--- START OF Material for the task ---
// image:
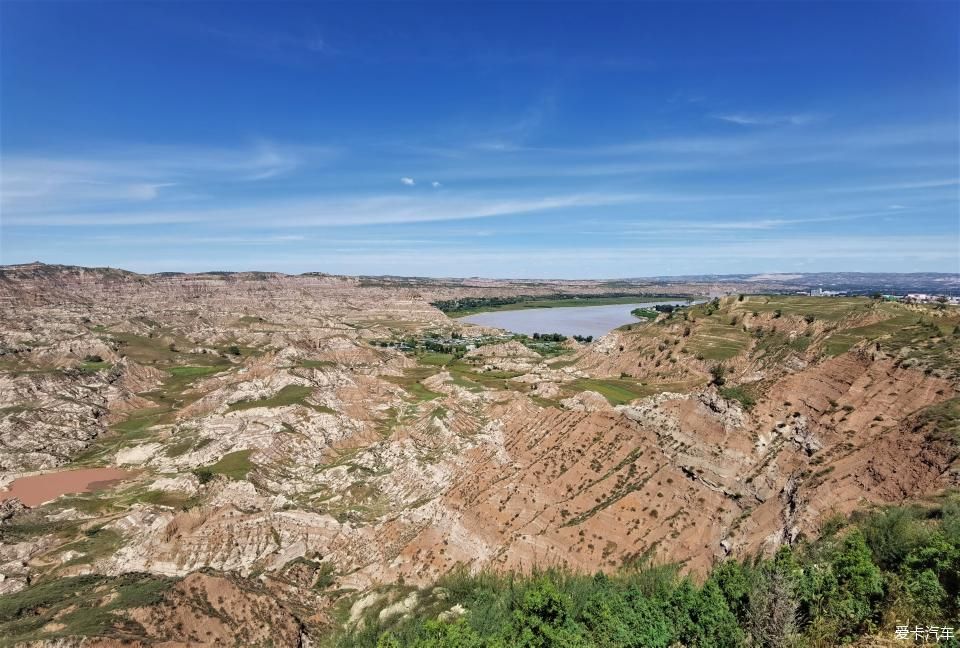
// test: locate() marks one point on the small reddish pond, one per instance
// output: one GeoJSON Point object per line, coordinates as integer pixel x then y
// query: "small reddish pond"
{"type": "Point", "coordinates": [37, 489]}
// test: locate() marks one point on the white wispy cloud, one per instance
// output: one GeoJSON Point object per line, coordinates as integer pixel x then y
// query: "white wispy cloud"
{"type": "Point", "coordinates": [140, 173]}
{"type": "Point", "coordinates": [324, 211]}
{"type": "Point", "coordinates": [754, 119]}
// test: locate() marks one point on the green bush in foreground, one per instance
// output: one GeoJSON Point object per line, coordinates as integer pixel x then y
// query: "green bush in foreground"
{"type": "Point", "coordinates": [896, 566]}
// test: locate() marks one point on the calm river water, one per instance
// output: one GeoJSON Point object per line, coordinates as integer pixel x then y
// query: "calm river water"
{"type": "Point", "coordinates": [573, 320]}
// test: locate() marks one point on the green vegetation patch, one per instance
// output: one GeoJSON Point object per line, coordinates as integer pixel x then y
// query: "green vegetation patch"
{"type": "Point", "coordinates": [618, 391]}
{"type": "Point", "coordinates": [317, 364]}
{"type": "Point", "coordinates": [78, 606]}
{"type": "Point", "coordinates": [411, 381]}
{"type": "Point", "coordinates": [741, 394]}
{"type": "Point", "coordinates": [472, 305]}
{"type": "Point", "coordinates": [714, 340]}
{"type": "Point", "coordinates": [234, 465]}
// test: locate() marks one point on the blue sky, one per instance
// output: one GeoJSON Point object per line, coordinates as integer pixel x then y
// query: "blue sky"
{"type": "Point", "coordinates": [500, 139]}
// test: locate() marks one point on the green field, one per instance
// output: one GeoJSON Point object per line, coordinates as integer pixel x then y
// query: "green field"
{"type": "Point", "coordinates": [571, 302]}
{"type": "Point", "coordinates": [234, 465]}
{"type": "Point", "coordinates": [716, 341]}
{"type": "Point", "coordinates": [617, 391]}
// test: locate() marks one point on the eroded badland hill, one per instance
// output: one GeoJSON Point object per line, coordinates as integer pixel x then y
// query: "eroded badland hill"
{"type": "Point", "coordinates": [289, 462]}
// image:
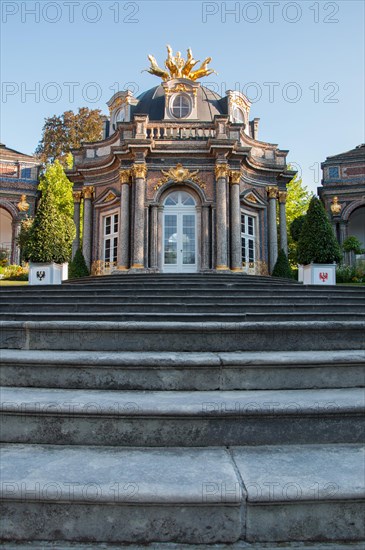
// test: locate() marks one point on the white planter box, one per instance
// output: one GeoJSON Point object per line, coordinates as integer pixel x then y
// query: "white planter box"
{"type": "Point", "coordinates": [47, 273]}
{"type": "Point", "coordinates": [319, 274]}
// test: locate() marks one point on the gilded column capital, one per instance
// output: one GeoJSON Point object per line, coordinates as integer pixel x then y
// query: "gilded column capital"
{"type": "Point", "coordinates": [235, 176]}
{"type": "Point", "coordinates": [77, 196]}
{"type": "Point", "coordinates": [221, 170]}
{"type": "Point", "coordinates": [272, 192]}
{"type": "Point", "coordinates": [88, 192]}
{"type": "Point", "coordinates": [139, 171]}
{"type": "Point", "coordinates": [124, 175]}
{"type": "Point", "coordinates": [282, 196]}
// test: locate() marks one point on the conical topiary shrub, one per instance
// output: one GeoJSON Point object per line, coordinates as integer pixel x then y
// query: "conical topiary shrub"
{"type": "Point", "coordinates": [282, 267]}
{"type": "Point", "coordinates": [78, 267]}
{"type": "Point", "coordinates": [317, 243]}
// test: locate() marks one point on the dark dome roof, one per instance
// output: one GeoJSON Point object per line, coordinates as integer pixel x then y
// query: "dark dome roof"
{"type": "Point", "coordinates": [152, 103]}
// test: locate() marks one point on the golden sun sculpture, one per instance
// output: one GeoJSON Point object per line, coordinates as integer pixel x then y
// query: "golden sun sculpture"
{"type": "Point", "coordinates": [177, 67]}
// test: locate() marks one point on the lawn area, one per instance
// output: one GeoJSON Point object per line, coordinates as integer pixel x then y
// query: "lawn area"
{"type": "Point", "coordinates": [13, 283]}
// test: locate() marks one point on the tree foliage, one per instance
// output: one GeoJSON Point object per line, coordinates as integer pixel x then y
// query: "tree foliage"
{"type": "Point", "coordinates": [65, 132]}
{"type": "Point", "coordinates": [317, 242]}
{"type": "Point", "coordinates": [282, 267]}
{"type": "Point", "coordinates": [297, 202]}
{"type": "Point", "coordinates": [352, 244]}
{"type": "Point", "coordinates": [51, 234]}
{"type": "Point", "coordinates": [55, 179]}
{"type": "Point", "coordinates": [78, 267]}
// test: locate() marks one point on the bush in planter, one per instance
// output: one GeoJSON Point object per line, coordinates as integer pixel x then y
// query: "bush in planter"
{"type": "Point", "coordinates": [78, 267]}
{"type": "Point", "coordinates": [282, 267]}
{"type": "Point", "coordinates": [51, 234]}
{"type": "Point", "coordinates": [15, 273]}
{"type": "Point", "coordinates": [352, 244]}
{"type": "Point", "coordinates": [317, 243]}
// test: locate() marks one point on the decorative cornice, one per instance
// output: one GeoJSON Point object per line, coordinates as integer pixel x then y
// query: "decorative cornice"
{"type": "Point", "coordinates": [221, 170]}
{"type": "Point", "coordinates": [235, 176]}
{"type": "Point", "coordinates": [272, 192]}
{"type": "Point", "coordinates": [77, 196]}
{"type": "Point", "coordinates": [282, 195]}
{"type": "Point", "coordinates": [88, 192]}
{"type": "Point", "coordinates": [124, 175]}
{"type": "Point", "coordinates": [179, 174]}
{"type": "Point", "coordinates": [139, 171]}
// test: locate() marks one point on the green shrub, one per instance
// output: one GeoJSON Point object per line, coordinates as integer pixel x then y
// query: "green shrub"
{"type": "Point", "coordinates": [78, 267]}
{"type": "Point", "coordinates": [16, 273]}
{"type": "Point", "coordinates": [282, 267]}
{"type": "Point", "coordinates": [352, 244]}
{"type": "Point", "coordinates": [317, 242]}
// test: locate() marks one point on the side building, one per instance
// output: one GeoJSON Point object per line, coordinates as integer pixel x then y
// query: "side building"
{"type": "Point", "coordinates": [19, 174]}
{"type": "Point", "coordinates": [180, 182]}
{"type": "Point", "coordinates": [343, 193]}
--- END OF Material for the task ---
### Directions
Put every entry above into a two-column CSV with the headers "entry_text" and "entry_answer", one row per entry. Place each value in a single quoted field with its line breaks replaced by spaces, and leave the pictures out.

### Written reply
entry_text,entry_answer
"// image: // test: locate() marks one point on the small reddish pond, one per instance // output: one GeoJSON Point object per line, coordinates as integer pixel x then y // query: ""small reddish pond""","{""type"": ""Point"", ""coordinates"": [37, 489]}"
"// test: locate() marks one point on the white wispy cloud, one per instance // output: one GeoJSON Point object per line, coordinates as integer pixel x then y // query: ""white wispy cloud""","{""type"": ""Point"", ""coordinates"": [140, 173]} {""type"": ""Point"", ""coordinates"": [324, 211]} {""type"": ""Point"", ""coordinates"": [754, 119]}"
"// test: locate() marks one point on the green bush in foreground, one per instance // output: one GeoJSON Point object per line, coordinates as integer pixel x then y // query: ""green bush in foreground""","{""type"": ""Point"", ""coordinates"": [896, 566]}"
"// test: locate() marks one point on the calm river water, one per instance // output: one GeoJSON Point object per line, coordinates as integer pixel x then y // query: ""calm river water""","{""type"": ""Point"", ""coordinates"": [573, 320]}"
"// test: locate() marks one point on the green vegetation patch, one per instance // output: one GeoJSON Point object per line, coordinates as integer pixel x then y // query: ""green vegetation patch""","{""type"": ""Point"", ""coordinates"": [618, 391]} {""type"": ""Point"", ""coordinates"": [317, 364]} {""type"": ""Point"", ""coordinates"": [78, 606]} {""type"": ""Point"", ""coordinates"": [411, 381]} {""type"": ""Point"", ""coordinates"": [741, 394]} {""type"": ""Point"", ""coordinates"": [472, 305]} {""type"": ""Point"", ""coordinates"": [714, 340]} {""type"": ""Point"", ""coordinates"": [234, 465]}"
"// test: locate() marks one point on the blue sky, one per instance // output: one GeoJSON Point object per line, coordinates as integer pixel x then y // query: ""blue sky""","{""type"": ""Point"", ""coordinates"": [500, 139]}"
"// test: locate() marks one point on the green field, one per instance // output: one GeoJSON Point object per line, coordinates as integer pixel x then y // query: ""green field""","{""type"": ""Point"", ""coordinates"": [571, 302]} {""type"": ""Point"", ""coordinates"": [234, 465]} {""type"": ""Point"", ""coordinates"": [716, 341]} {""type"": ""Point"", ""coordinates"": [617, 391]}"
"// test: locate() marks one point on the eroded badland hill, one per instance // output: one GeoJSON Point object per line, coordinates as integer pixel x then y // query: ""eroded badland hill""","{""type"": ""Point"", ""coordinates"": [289, 462]}"
"// image: // test: locate() marks one point on the white planter box, one per instance // output: one GeoJSON Point object per line, coordinates as integer pixel x then y // query: ""white planter box""","{""type"": ""Point"", ""coordinates"": [47, 273]} {""type"": ""Point"", ""coordinates"": [319, 274]}"
"// test: locate() marks one point on the gilded column capital, one per instance // output: one GeoJSON Point object per line, coordinates as integer pixel x then y // query: ""gilded column capital""","{""type"": ""Point"", ""coordinates"": [235, 176]} {""type"": ""Point"", ""coordinates"": [77, 196]} {""type"": ""Point"", ""coordinates"": [221, 170]} {""type"": ""Point"", ""coordinates"": [272, 192]} {""type"": ""Point"", ""coordinates"": [88, 192]} {""type"": ""Point"", ""coordinates"": [139, 171]} {""type"": ""Point"", ""coordinates"": [124, 175]} {""type"": ""Point"", ""coordinates"": [282, 196]}"
"// test: locate() marks one point on the conical topiary shrub, one per instance // output: one GeoJSON Point object per line, coordinates as integer pixel x then y // query: ""conical topiary shrub""","{""type"": ""Point"", ""coordinates"": [282, 267]} {""type"": ""Point"", ""coordinates"": [78, 267]} {""type"": ""Point"", ""coordinates"": [317, 243]}"
"// test: locate() marks one point on the dark dome roof, one per instance // output: one GeoJSON Point object per line, coordinates as integer pixel x then y // query: ""dark dome roof""","{""type"": ""Point"", ""coordinates"": [152, 103]}"
"// test: locate() marks one point on the golden sun sculpture, one per instance // output: one GeoJSON Point object per line, coordinates as integer pixel x then y // query: ""golden sun sculpture""","{""type"": ""Point"", ""coordinates"": [177, 67]}"
"// test: locate() marks one point on the lawn area, one per instance // output: one GeoJSON Point object per line, coordinates as integer pixel x then y // query: ""lawn area""","{""type"": ""Point"", ""coordinates"": [13, 283]}"
"// test: locate() marks one point on the tree foliage, one per instance // output: one GeoJSON Point object per line, coordinates as integer pixel x then y // query: ""tree foliage""","{""type"": ""Point"", ""coordinates"": [65, 132]} {""type"": ""Point"", ""coordinates"": [317, 242]} {""type"": ""Point"", ""coordinates"": [282, 267]} {""type"": ""Point"", ""coordinates"": [297, 202]} {""type"": ""Point"", ""coordinates"": [352, 244]} {""type"": ""Point"", ""coordinates"": [51, 234]} {""type"": ""Point"", ""coordinates"": [55, 179]} {""type"": ""Point"", ""coordinates"": [78, 267]}"
"// test: locate() marks one point on the bush in planter, one per instance // output: one GeoJSON Point object per line, coordinates as integer pixel x then y // query: ""bush in planter""","{""type"": ""Point"", ""coordinates"": [78, 267]} {""type"": ""Point"", ""coordinates"": [282, 267]} {""type"": ""Point"", ""coordinates"": [51, 234]} {""type"": ""Point"", ""coordinates"": [15, 273]} {""type"": ""Point"", ""coordinates"": [352, 244]} {""type"": ""Point"", ""coordinates"": [317, 243]}"
"// test: locate() marks one point on the decorative cornice, one per instance // output: one GeoJSON Point object per line, coordinates as integer pixel x then y // query: ""decorative cornice""","{""type"": ""Point"", ""coordinates"": [221, 170]} {""type"": ""Point"", ""coordinates"": [235, 176]} {""type"": ""Point"", ""coordinates"": [272, 192]} {""type"": ""Point"", ""coordinates"": [77, 196]} {""type"": ""Point"", ""coordinates"": [282, 195]} {""type"": ""Point"", ""coordinates"": [88, 192]} {""type"": ""Point"", ""coordinates"": [124, 175]} {""type"": ""Point"", ""coordinates"": [179, 174]} {""type"": ""Point"", ""coordinates"": [139, 171]}"
"// test: locate() marks one point on the green shrub, one per instance // output: one GeoJSON Point object per line, coordinates as integer pixel x then y // query: ""green shrub""","{""type"": ""Point"", ""coordinates"": [78, 267]} {""type"": ""Point"", ""coordinates"": [16, 273]} {""type"": ""Point"", ""coordinates"": [282, 267]} {""type"": ""Point"", ""coordinates"": [352, 244]} {""type"": ""Point"", ""coordinates"": [317, 242]}"
"// test: locate() marks one point on the side building, one per instance // output: one GeoJSON Point object per line, coordinates as integer pixel x then y // query: ""side building""","{""type"": ""Point"", ""coordinates"": [19, 174]} {""type"": ""Point"", ""coordinates"": [180, 182]} {""type"": ""Point"", ""coordinates"": [343, 193]}"